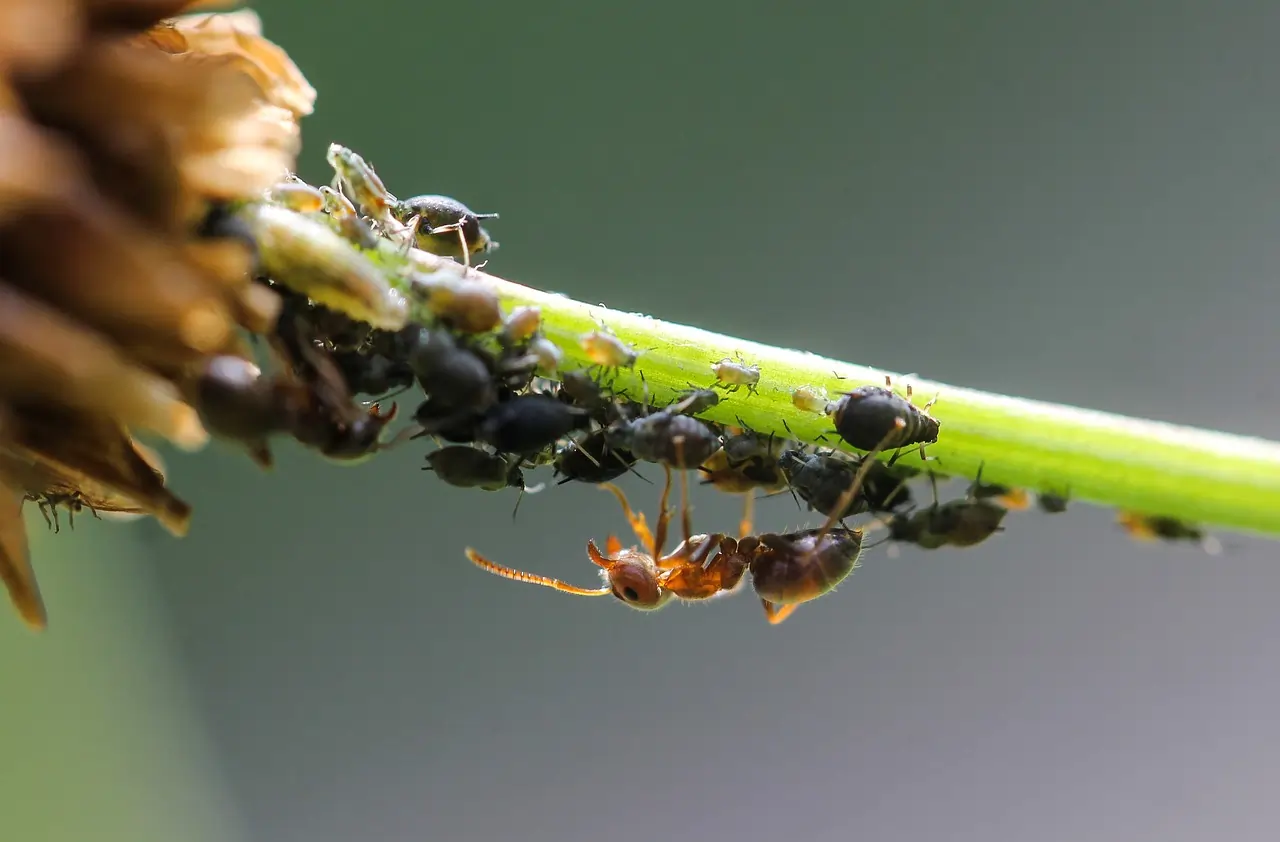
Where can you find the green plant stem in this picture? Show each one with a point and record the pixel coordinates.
(1201, 476)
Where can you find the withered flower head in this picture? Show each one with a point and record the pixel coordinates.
(119, 128)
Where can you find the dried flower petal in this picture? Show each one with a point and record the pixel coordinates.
(122, 128)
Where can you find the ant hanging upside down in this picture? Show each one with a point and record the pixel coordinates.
(787, 570)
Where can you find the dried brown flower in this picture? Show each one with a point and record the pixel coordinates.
(119, 126)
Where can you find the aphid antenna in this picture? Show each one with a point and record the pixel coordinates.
(579, 448)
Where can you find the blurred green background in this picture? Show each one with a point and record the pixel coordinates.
(1064, 201)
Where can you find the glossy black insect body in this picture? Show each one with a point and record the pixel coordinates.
(869, 413)
(456, 378)
(529, 422)
(964, 522)
(821, 480)
(446, 227)
(373, 373)
(677, 440)
(592, 460)
(474, 468)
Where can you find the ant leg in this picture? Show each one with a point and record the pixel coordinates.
(533, 579)
(776, 613)
(462, 241)
(744, 526)
(639, 525)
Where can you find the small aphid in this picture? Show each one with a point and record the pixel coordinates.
(786, 570)
(959, 524)
(677, 440)
(474, 468)
(744, 476)
(580, 389)
(735, 374)
(373, 373)
(1156, 527)
(592, 460)
(453, 376)
(821, 480)
(810, 399)
(548, 353)
(237, 402)
(530, 422)
(444, 227)
(365, 186)
(323, 412)
(346, 219)
(885, 488)
(1051, 503)
(467, 306)
(868, 413)
(606, 349)
(297, 196)
(744, 445)
(521, 324)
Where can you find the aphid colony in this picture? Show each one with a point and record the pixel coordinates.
(497, 405)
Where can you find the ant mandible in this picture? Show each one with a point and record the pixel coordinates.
(787, 570)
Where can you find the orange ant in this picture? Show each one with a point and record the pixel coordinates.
(786, 570)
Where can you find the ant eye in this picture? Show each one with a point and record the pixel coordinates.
(635, 585)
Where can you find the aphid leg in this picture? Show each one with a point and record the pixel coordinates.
(686, 520)
(408, 230)
(639, 525)
(776, 613)
(533, 579)
(859, 476)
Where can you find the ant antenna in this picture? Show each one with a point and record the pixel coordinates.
(533, 579)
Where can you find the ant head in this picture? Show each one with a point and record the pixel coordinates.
(634, 580)
(631, 577)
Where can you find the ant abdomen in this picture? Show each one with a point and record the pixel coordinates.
(796, 567)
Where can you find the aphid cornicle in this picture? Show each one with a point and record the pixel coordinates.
(868, 413)
(786, 570)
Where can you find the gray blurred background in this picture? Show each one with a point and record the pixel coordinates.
(1064, 201)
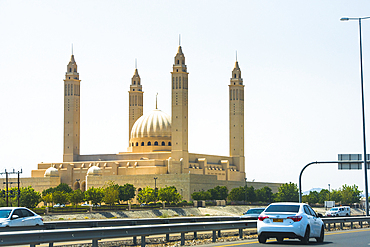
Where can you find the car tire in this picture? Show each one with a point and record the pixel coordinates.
(261, 239)
(321, 238)
(306, 236)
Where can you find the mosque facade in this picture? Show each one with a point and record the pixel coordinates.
(157, 153)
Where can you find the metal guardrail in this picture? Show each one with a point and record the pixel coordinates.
(83, 230)
(36, 237)
(343, 220)
(119, 222)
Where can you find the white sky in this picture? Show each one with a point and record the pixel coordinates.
(299, 63)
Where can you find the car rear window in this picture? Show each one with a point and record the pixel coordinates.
(254, 211)
(282, 209)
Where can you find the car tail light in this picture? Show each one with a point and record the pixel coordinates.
(261, 218)
(295, 218)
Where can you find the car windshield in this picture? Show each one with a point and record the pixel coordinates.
(5, 213)
(254, 211)
(281, 208)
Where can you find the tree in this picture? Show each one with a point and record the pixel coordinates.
(251, 195)
(237, 194)
(60, 197)
(169, 194)
(95, 195)
(111, 195)
(29, 197)
(313, 197)
(63, 187)
(264, 194)
(201, 196)
(48, 198)
(219, 193)
(76, 197)
(350, 194)
(48, 191)
(146, 195)
(324, 195)
(126, 192)
(336, 196)
(287, 193)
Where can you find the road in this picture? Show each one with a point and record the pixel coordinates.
(358, 237)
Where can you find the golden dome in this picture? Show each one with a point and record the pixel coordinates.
(94, 171)
(153, 124)
(51, 172)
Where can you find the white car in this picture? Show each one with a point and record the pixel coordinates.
(19, 216)
(252, 214)
(339, 211)
(289, 220)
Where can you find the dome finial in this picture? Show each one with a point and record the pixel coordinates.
(156, 101)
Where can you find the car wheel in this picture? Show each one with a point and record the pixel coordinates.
(261, 239)
(306, 237)
(321, 238)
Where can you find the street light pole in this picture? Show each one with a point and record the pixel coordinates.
(363, 108)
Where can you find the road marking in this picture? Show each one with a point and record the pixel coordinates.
(256, 242)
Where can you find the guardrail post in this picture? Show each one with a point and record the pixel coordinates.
(241, 233)
(142, 241)
(95, 243)
(183, 238)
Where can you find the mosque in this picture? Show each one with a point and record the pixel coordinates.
(158, 147)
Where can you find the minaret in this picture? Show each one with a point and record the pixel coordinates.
(135, 101)
(179, 116)
(236, 94)
(71, 113)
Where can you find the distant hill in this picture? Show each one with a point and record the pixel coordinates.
(313, 189)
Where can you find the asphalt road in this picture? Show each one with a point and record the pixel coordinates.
(358, 237)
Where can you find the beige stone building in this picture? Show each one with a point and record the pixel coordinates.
(158, 145)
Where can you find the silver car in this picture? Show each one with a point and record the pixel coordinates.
(19, 216)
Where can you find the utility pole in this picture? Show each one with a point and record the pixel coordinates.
(7, 184)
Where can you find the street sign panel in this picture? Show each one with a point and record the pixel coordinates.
(353, 165)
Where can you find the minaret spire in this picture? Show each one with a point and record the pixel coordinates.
(135, 100)
(156, 101)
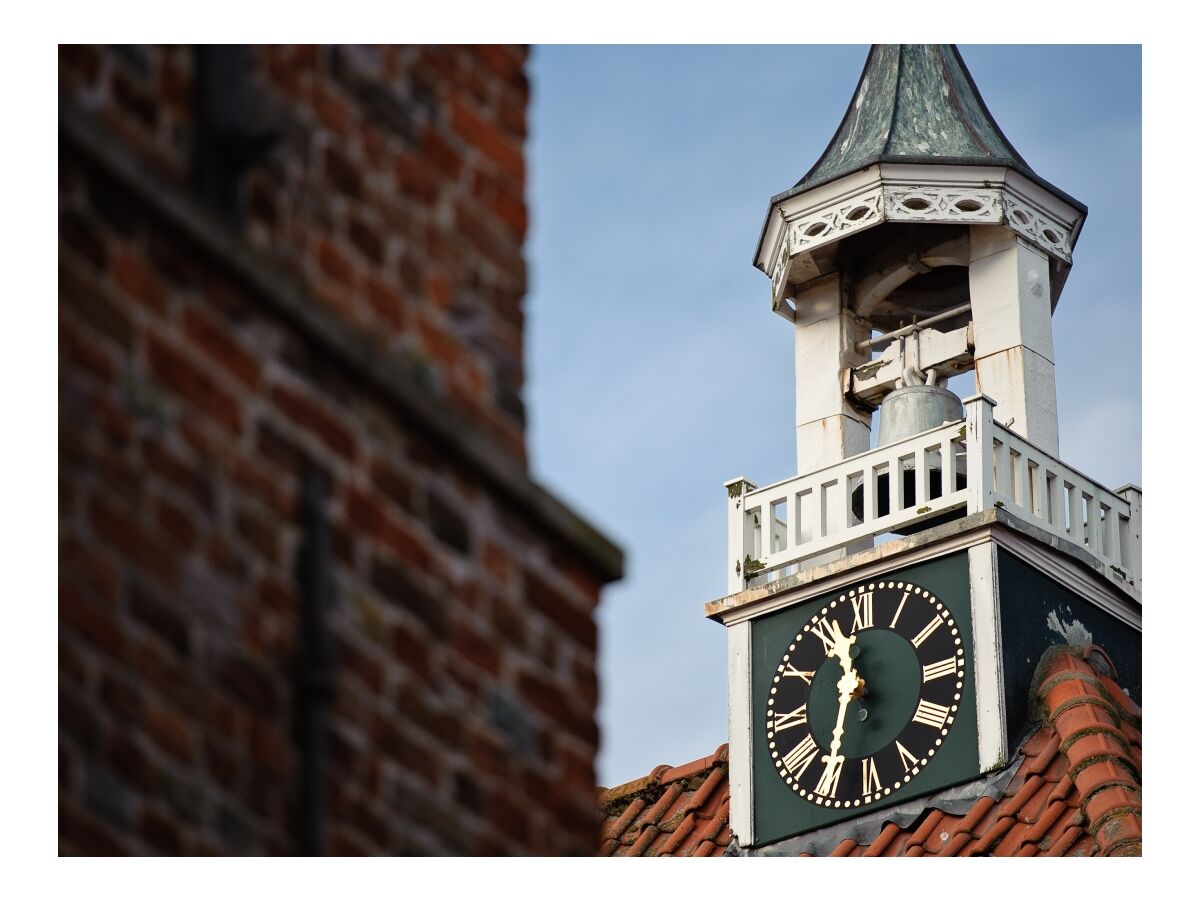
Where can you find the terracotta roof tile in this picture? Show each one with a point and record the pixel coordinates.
(1077, 790)
(672, 811)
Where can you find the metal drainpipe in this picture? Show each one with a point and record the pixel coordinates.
(315, 676)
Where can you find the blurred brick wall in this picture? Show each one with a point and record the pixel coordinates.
(210, 354)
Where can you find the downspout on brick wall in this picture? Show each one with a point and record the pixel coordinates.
(315, 671)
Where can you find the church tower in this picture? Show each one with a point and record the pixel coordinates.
(887, 607)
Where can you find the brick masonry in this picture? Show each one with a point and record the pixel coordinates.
(461, 713)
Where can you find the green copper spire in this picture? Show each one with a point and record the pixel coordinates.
(915, 103)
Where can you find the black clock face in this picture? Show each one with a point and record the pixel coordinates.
(865, 695)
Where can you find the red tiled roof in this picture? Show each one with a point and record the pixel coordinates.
(1075, 790)
(682, 811)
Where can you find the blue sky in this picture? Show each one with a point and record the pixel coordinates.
(657, 370)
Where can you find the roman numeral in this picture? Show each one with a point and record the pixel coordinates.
(864, 611)
(825, 631)
(906, 760)
(793, 672)
(801, 756)
(939, 670)
(931, 714)
(870, 777)
(797, 717)
(927, 631)
(828, 784)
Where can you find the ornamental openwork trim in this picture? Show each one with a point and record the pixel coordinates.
(1035, 225)
(939, 204)
(942, 204)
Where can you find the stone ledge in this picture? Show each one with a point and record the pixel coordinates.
(957, 534)
(397, 379)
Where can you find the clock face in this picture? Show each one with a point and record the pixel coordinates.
(865, 695)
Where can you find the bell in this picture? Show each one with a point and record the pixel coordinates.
(906, 412)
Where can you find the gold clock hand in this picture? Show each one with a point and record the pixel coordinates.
(847, 687)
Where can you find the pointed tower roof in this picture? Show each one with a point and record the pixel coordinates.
(916, 103)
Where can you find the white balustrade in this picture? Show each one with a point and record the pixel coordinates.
(969, 466)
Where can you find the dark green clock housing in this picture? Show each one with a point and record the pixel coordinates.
(863, 697)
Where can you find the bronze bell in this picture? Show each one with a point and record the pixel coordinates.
(906, 412)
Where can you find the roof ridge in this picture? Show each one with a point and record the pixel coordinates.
(651, 789)
(1072, 697)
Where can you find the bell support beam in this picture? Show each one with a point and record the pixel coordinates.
(1013, 346)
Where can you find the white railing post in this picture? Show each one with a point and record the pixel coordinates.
(737, 490)
(1131, 541)
(979, 460)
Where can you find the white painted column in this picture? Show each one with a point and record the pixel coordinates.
(1014, 347)
(741, 737)
(827, 427)
(989, 669)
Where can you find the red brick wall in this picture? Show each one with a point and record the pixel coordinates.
(463, 695)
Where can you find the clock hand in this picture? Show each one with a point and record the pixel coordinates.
(850, 687)
(847, 688)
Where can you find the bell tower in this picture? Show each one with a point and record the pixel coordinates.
(880, 603)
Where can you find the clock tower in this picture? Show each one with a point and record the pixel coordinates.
(887, 607)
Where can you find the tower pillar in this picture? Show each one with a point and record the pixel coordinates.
(1013, 342)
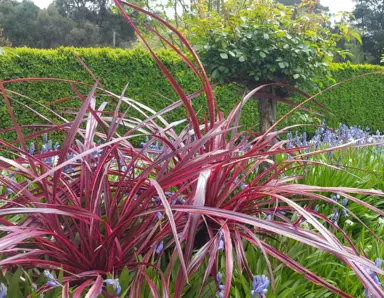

> **DIRECTIONS**
Filter the material above, copying every line that contains the word "dried". Case counts.

> **TASK RESULT**
Where can you find the dried flower petal in this picture? Show each one with a point and record the pixel coordinates.
Where can you find the dried brown flower in this picture? Show each one with a point and record the pixel coordinates.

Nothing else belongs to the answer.